_Task prompt_
The string "khaki" appears in some lines of the entries that follow; copy each such line.
**** Extracted entries
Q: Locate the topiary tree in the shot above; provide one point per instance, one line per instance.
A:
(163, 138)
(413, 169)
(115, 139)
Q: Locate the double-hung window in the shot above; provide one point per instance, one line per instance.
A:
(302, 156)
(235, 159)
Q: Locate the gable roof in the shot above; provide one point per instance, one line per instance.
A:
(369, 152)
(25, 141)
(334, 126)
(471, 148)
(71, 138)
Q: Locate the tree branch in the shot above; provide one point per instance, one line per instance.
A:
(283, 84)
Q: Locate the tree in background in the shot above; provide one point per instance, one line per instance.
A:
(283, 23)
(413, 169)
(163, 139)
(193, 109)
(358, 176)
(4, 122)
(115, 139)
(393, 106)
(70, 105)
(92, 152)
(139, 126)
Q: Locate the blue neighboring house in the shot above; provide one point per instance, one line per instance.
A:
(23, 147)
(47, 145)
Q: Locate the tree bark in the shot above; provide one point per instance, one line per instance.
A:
********
**** Extracted entries
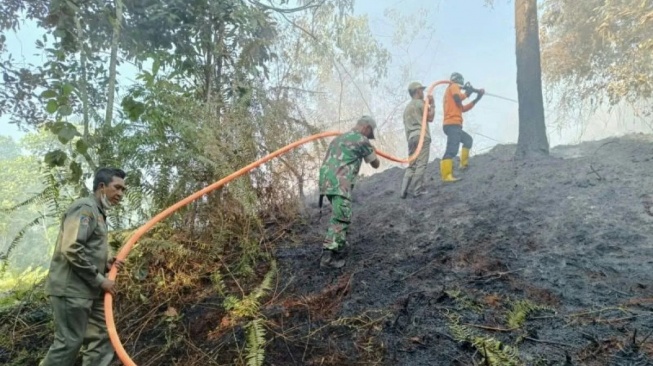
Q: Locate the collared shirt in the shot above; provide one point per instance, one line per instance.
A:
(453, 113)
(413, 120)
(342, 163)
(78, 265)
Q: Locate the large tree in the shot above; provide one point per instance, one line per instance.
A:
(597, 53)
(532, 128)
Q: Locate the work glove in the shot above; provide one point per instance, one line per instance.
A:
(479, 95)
********
**** Extracted entries
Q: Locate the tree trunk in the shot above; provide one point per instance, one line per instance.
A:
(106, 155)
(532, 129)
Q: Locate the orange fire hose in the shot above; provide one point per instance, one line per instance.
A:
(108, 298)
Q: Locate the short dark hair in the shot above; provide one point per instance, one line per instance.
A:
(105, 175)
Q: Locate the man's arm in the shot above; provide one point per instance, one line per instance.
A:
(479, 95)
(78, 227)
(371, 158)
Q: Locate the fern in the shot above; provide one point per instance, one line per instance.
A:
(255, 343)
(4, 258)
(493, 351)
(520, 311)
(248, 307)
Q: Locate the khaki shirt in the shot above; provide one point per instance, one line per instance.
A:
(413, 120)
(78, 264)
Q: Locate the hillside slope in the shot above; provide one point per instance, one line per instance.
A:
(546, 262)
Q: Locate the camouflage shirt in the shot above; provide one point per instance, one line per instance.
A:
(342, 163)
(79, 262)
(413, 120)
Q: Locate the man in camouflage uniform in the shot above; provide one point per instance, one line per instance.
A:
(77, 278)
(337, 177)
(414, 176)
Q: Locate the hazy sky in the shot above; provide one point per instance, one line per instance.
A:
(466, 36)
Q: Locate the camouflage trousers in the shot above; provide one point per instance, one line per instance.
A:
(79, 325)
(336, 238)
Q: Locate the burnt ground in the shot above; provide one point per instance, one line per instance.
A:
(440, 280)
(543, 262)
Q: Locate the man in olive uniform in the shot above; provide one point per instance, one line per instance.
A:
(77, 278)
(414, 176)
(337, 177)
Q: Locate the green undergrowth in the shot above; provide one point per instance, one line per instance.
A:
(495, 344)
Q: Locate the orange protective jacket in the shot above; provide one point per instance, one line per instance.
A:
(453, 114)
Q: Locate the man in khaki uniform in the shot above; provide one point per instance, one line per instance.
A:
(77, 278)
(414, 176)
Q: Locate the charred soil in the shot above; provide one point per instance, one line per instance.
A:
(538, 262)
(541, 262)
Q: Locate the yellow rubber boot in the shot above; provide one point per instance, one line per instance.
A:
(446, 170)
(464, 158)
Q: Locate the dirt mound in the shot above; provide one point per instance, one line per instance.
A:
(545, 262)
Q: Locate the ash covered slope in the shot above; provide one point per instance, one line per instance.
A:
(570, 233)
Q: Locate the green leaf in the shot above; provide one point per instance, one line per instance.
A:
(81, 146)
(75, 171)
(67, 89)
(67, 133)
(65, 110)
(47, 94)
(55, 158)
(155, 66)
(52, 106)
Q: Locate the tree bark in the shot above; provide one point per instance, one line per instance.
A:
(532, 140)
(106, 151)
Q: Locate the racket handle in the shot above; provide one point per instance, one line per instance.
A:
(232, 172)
********
_Solution for this task_
Q: Locate the khaki shirt in the shot above; provide one point per instance, one line per instance.
Q: Locate the man in khaki uniform in the shot above; provide one point per instance, one line per instance.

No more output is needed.